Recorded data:
(begin)

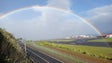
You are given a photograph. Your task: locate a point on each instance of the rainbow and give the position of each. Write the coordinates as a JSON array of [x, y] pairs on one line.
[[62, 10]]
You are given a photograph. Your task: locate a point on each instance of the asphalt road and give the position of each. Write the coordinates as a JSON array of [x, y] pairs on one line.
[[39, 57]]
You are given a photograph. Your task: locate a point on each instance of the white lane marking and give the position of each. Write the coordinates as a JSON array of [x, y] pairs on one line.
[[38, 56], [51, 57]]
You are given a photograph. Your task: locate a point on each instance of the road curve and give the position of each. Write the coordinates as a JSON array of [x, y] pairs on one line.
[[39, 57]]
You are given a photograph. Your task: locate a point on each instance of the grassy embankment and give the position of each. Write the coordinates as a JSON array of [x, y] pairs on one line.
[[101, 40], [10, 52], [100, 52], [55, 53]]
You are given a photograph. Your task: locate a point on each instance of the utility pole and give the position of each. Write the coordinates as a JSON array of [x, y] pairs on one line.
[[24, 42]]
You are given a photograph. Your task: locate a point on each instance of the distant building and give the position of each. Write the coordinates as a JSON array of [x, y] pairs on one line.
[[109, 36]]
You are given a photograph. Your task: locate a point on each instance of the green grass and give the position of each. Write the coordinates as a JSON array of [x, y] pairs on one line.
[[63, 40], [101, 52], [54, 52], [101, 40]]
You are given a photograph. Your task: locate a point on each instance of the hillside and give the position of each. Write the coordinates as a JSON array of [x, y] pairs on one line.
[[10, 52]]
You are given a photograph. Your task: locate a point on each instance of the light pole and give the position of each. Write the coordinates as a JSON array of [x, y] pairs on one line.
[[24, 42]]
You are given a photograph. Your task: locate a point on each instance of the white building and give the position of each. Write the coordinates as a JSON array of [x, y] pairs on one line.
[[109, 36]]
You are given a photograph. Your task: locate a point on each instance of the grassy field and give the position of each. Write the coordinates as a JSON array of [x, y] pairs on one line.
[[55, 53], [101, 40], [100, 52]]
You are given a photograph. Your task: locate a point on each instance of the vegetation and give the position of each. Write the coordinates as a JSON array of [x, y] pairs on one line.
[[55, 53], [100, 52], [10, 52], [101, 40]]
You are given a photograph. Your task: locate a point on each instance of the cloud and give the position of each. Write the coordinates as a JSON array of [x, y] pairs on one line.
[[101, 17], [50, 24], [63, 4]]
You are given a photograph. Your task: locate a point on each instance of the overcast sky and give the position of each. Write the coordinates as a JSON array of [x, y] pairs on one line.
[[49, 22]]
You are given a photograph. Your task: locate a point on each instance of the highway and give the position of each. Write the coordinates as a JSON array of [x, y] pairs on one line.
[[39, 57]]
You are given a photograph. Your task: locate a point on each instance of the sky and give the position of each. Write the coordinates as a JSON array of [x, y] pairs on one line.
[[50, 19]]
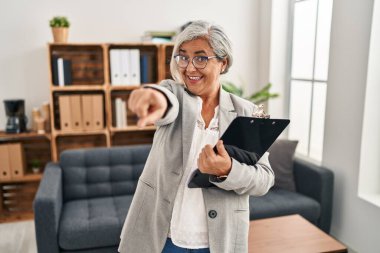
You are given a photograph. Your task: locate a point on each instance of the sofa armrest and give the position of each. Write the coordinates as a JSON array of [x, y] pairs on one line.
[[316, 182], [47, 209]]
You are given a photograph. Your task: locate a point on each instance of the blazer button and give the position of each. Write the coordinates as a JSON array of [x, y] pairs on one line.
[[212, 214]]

(end)
(begin)

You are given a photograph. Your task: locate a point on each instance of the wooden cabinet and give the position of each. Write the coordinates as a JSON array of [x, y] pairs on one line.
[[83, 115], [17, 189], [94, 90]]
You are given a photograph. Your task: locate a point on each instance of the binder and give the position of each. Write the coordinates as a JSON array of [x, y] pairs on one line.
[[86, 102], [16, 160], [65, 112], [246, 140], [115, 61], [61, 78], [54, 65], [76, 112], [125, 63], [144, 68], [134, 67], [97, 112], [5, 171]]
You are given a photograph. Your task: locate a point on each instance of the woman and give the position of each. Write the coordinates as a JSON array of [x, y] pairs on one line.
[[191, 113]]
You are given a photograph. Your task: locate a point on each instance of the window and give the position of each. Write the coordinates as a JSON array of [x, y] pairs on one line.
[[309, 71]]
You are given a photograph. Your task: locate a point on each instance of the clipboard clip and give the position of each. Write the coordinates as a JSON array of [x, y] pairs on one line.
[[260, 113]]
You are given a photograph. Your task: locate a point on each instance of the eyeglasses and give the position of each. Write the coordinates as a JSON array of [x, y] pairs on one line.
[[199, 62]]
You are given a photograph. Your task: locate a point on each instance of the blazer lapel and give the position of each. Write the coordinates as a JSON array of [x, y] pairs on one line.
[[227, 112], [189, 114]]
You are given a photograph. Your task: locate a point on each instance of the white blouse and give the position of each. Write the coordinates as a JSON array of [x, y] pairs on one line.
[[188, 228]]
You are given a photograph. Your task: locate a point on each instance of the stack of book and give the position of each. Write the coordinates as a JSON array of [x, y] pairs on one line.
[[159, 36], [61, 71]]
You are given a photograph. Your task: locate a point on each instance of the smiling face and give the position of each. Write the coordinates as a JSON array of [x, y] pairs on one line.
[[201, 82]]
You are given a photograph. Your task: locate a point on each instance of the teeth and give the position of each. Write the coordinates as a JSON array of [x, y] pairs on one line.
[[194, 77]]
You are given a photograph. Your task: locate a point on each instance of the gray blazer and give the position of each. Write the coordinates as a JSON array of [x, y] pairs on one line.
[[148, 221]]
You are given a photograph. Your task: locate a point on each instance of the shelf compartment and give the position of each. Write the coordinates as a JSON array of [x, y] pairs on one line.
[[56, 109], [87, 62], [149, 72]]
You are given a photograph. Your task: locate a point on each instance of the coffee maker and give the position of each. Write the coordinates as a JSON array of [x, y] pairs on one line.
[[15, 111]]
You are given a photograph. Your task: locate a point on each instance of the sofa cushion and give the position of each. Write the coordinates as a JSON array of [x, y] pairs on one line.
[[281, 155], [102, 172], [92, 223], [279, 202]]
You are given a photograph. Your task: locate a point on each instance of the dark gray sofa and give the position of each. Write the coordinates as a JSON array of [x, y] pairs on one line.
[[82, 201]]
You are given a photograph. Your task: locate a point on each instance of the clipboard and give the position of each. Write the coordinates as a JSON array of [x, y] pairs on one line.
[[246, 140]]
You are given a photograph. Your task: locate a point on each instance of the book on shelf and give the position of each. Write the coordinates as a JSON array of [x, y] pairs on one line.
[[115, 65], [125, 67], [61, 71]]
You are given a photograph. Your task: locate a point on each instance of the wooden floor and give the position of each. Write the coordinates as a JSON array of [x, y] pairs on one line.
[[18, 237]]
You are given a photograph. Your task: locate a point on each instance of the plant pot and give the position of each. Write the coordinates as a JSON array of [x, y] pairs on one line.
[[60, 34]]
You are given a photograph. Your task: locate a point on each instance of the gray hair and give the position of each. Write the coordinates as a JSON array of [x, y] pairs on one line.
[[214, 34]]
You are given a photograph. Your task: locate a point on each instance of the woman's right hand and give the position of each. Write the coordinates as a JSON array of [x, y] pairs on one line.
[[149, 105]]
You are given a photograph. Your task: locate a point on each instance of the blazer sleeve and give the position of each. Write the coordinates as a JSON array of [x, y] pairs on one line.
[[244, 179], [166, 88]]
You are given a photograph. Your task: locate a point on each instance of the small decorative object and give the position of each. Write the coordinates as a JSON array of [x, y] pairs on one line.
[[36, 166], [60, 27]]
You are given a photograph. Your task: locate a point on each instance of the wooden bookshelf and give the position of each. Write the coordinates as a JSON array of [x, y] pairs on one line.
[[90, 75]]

(end)
(begin)

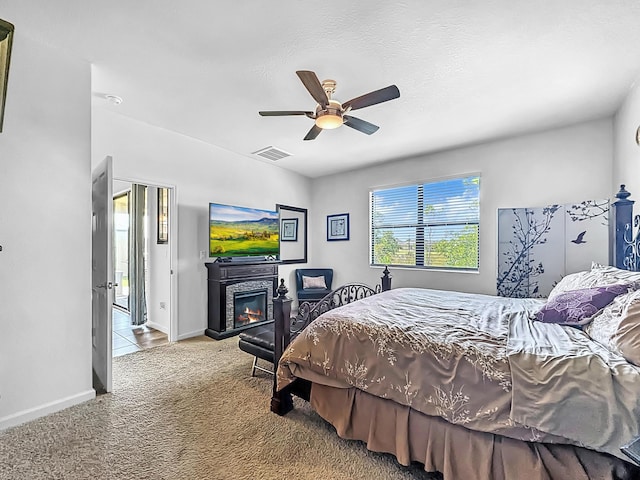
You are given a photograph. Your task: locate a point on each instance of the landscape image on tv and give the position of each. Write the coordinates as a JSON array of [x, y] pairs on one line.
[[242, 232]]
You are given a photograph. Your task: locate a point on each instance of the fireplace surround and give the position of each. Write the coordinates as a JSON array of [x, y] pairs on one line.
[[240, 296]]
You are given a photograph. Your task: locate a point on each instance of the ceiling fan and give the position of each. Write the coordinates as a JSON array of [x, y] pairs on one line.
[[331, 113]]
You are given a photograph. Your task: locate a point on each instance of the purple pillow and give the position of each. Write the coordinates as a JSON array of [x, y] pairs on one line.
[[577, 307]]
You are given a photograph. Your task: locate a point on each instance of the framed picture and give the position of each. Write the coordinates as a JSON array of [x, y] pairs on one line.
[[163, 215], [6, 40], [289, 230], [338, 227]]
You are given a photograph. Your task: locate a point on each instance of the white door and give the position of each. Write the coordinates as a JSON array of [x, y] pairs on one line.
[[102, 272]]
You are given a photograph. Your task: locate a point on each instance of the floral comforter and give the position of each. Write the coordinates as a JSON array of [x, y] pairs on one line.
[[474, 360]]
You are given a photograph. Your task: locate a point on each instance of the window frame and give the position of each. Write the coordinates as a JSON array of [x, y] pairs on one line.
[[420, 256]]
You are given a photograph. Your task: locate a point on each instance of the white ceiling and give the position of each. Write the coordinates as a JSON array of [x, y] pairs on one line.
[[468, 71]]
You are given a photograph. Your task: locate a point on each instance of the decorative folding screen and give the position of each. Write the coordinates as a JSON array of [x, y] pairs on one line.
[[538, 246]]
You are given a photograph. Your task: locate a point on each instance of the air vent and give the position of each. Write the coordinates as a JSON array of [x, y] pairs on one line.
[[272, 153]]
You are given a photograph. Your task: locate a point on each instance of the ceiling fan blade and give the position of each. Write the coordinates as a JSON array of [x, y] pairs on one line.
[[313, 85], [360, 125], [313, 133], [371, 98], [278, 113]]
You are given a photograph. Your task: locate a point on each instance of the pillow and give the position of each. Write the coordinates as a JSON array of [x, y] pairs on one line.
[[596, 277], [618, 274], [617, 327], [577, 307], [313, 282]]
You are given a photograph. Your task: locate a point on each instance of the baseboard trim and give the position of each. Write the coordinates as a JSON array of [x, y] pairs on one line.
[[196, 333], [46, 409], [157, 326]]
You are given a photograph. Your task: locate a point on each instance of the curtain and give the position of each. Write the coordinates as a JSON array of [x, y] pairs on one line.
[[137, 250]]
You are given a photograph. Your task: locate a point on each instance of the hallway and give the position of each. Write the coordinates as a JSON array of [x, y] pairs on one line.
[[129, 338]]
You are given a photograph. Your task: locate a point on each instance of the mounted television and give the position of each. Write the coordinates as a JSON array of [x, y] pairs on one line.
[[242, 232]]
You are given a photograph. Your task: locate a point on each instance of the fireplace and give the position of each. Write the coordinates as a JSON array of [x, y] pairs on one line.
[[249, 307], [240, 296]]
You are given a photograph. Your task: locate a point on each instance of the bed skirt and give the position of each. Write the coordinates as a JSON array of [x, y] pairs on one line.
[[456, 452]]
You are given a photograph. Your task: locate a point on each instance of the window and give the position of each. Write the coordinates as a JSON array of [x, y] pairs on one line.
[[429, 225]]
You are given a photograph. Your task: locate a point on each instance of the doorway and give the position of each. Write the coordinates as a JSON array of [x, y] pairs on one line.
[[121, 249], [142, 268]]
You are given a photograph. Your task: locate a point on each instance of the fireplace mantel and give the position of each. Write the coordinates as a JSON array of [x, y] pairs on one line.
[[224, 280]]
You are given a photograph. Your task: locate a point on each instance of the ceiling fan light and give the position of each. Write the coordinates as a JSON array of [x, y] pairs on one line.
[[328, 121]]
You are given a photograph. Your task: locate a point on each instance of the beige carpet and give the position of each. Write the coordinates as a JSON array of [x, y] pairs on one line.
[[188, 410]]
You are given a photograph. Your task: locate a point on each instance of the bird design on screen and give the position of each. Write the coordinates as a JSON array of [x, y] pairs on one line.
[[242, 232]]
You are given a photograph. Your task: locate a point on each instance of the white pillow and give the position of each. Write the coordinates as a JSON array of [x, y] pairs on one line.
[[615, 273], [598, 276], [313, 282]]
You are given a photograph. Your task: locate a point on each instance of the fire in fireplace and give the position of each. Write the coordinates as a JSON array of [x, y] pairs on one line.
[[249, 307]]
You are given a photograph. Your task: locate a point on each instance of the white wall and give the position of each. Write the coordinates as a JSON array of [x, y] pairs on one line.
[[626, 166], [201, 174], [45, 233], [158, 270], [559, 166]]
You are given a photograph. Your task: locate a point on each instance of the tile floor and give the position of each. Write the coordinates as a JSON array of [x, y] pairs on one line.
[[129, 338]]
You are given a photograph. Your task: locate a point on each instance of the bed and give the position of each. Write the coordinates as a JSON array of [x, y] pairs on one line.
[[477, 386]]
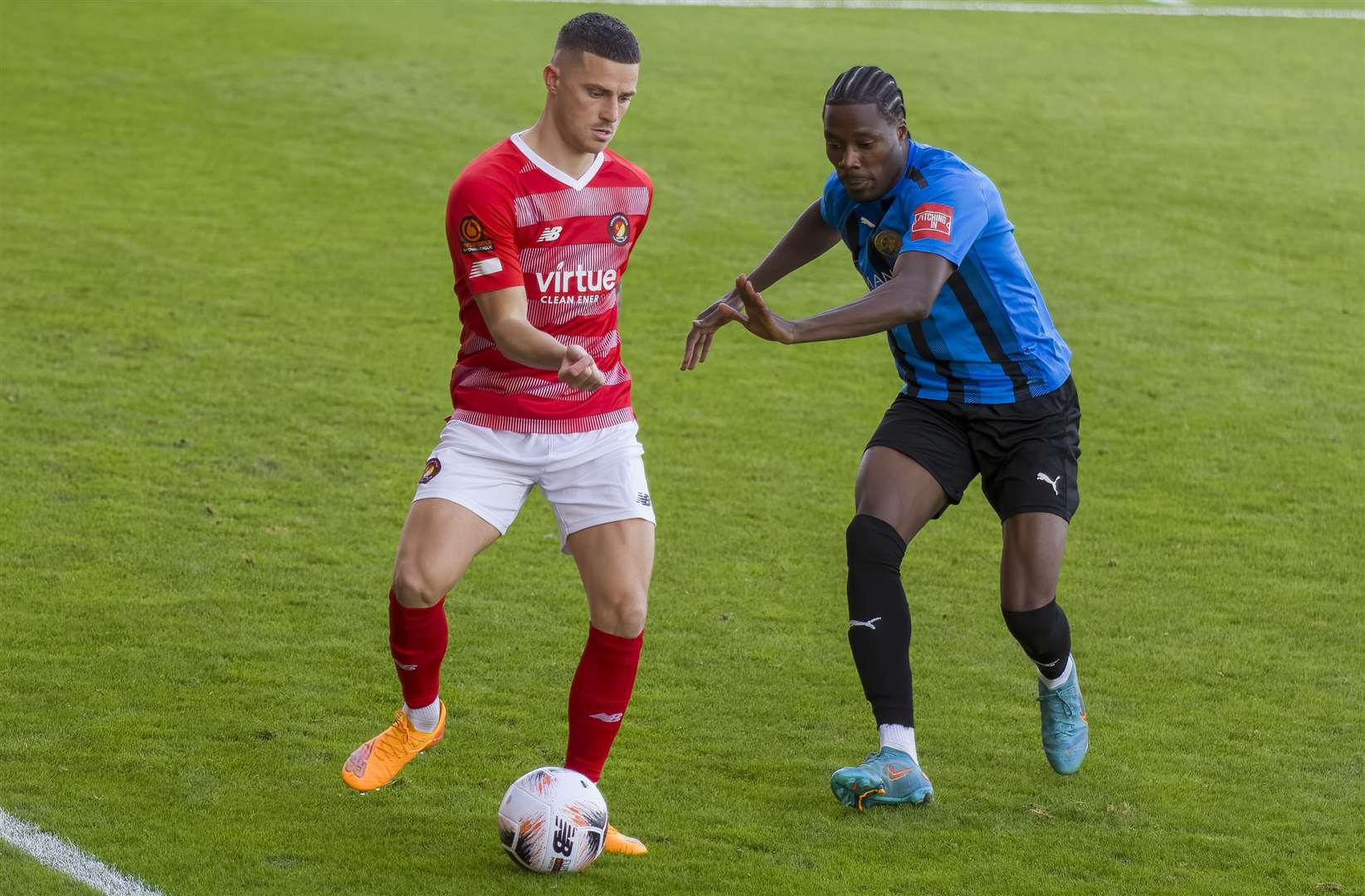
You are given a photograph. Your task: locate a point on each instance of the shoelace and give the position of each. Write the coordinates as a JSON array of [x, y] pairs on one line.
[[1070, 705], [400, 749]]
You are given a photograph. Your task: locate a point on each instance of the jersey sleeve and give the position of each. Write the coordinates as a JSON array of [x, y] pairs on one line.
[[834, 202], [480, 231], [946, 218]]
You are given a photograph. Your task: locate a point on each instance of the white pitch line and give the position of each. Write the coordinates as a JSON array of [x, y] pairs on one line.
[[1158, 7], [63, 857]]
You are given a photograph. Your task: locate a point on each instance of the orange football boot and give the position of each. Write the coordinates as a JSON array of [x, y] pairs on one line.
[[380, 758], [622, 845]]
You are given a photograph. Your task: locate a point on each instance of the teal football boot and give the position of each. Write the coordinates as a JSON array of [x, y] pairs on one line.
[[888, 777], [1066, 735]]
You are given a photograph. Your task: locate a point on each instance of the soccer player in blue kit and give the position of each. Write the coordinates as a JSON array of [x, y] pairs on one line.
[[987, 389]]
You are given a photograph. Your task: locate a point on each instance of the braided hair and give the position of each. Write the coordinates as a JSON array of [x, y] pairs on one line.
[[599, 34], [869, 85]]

(end)

WHAT YOU NEED TO DO:
Copy the lines from the line with "of the small" to the line with "[[36, 166], [60, 27]]", renaming "decorative object" to "ornament" and leaving everything else unchanged.

RESPONSE TO THE EXERCISE:
You are given a photograph. Your task: locate a point on each instance of the small ornament and give the position of each. Write the coordinates as a JSON array of [x, y] pairs on one line.
[[36, 166], [60, 27]]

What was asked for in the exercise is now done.